Fragmento seleccionado:
Un análisis que coincide la Fundación Iseak, que ha realizado numerosos estudios sobre la cuestión y, concretamente, sobre la realidad vasca. Según explica a Alfa y Omega su directora, Sara de la Rica, no se puede vincular la percepción de un ingreso de estas características con un retraso en la empleabilidad. «Lo que hemos encontrado es una evidencia clara de que, si bien quienes reciben la RGI muestran unas tasas de salida a un empleo muy bajas, de alrededor de tres de cada 100 al mes, sin embargo, no es la percepción de la RGI la que provoca el fenómeno. Es la falta de capacitación adecuada para el mercado laboral en la situación actual». «Cuando simulas la salida a un empleo de las personas no receptoras de esta renta pero con esas mismas capacitaciones, el resultado es idéntico al de los perceptores», afirma.

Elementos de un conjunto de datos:
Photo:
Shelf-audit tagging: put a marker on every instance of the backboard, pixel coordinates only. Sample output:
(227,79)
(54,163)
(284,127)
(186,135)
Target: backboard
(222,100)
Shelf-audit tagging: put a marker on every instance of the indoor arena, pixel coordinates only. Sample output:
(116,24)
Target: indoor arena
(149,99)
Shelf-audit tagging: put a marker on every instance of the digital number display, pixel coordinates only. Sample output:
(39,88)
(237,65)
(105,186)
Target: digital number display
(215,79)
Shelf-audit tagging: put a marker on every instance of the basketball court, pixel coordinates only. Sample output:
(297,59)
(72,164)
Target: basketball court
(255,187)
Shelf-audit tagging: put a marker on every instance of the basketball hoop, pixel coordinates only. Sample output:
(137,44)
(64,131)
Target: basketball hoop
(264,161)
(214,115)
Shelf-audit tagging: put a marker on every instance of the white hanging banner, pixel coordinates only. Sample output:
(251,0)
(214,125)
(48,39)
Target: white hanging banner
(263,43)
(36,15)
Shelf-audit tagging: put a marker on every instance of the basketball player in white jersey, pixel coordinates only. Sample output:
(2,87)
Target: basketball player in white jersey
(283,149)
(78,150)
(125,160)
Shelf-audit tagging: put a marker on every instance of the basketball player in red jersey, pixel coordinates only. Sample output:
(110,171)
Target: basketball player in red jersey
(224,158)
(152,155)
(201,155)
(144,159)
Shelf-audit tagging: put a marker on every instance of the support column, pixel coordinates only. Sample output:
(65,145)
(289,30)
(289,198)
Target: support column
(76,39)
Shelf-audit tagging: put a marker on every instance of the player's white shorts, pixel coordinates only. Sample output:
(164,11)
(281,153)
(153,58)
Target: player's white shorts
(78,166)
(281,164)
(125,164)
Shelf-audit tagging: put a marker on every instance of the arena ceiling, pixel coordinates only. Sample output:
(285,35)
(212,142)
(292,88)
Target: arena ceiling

Objetivo: Retoma el fragmento sobre la RGI y la salida a un empleo y sigue escribiéndolo justo después de su última frase.

Tu respuesta:
Uno de los últimos estudios de esta fundación –Pobreza y Desigualdad en Euskadi: el papel de la RGI– refiere que el papel de esta política para la reducción de la pobreza y la desigualdad es «fundamental» y que, incluso para aquellos hogares que no han salido de ella, este mecanismo «reduce notablemente el grado de pobreza». Sin la RGI, habría un total de 61.262 personas más en pobreza extrema en la región.
El Papa, la CEE y Cáritas
La medida ha sido defendida por numerosas instituciones de Iglesia. El Papa Francisco reclamó el pasado mes de abril en una carta a los movimientos populares que se articule un salario universal para los trabajadores más vulnerables. También en España los obispos se han mostrado partidarios de este mecanismo. Tanto los cardenales Omella y Osoro, presidente y vicepresidente de la Conferencia Episcopal, como el secretario general, Luis Argüello, se manifestaron en este sentido en las últimas semanas.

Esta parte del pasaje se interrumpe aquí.